• **Source excerpt**
START
Do not deprecate url.parse()
; otherwise do nothing
This is the most obvious actual solution, but from tickets like #12168, I don't see this as a good idea.
Add a non-standard TolerantURL
class
This could work if we trick the parser into believing we have a legitimate URL, except there are many conditionals in the URL parser algorithm that provide ad-hoc compatibility fixes with legacy implementations. We would have to make a set of opinionated assumptions about the nature of the URL, such as the URL's scheme.
In addition to parsing, the setters will have awkward semantics. Consider the following:
// Case 1
const relativeURL = new TolerantURL('#hash');
console.log(relativeURL.href);
// Prints #hash
relativeURL.protocol = 'http:';
console.log(relativeURL.href);
// Should this print http:#hash (what url.format() does)?
// http://#hash?
// Or make the setter a noop and therefore just #hash?
END
• **Given information**
START
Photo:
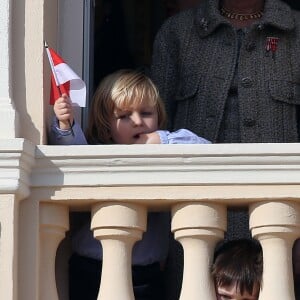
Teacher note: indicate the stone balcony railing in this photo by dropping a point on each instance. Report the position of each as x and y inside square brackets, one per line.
[40, 185]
END
• **Written problem 1**
Translate this sentence from the url.parse() discussion into Spanish: "In addition to parsing, the setters will have awkward semantics."
• **Written problem 2**
Reproduce the part of the url.parse() discussion that runs from "Do not deprecate" up to and including "(what url.format() does)?".

• **Exercise answer 1**
Además del análisis sintáctico, los setters tendrán una semántica poco natural.

• **Exercise answer 2**
Do not deprecate url.parse()
; otherwise do nothing
This is the most obvious actual solution, but from tickets like #12168, I don't see this as a good idea.
Add a non-standard TolerantURL
class
This could work if we trick the parser into believing we have a legitimate URL, except there are many conditionals in the URL parser algorithm that provide ad-hoc compatibility fixes with legacy implementations. We would have to make a set of opinionated assumptions about the nature of the URL, such as the URL's scheme.
In addition to parsing, the setters will have awkward semantics. Consider the following:
// Case 1
const relativeURL = new TolerantURL('#hash');
console.log(relativeURL.href);
// Prints #hash
relativeURL.protocol = 'http:';
console.log(relativeURL.href);
// Should this print http:#hash (what url.format() does)?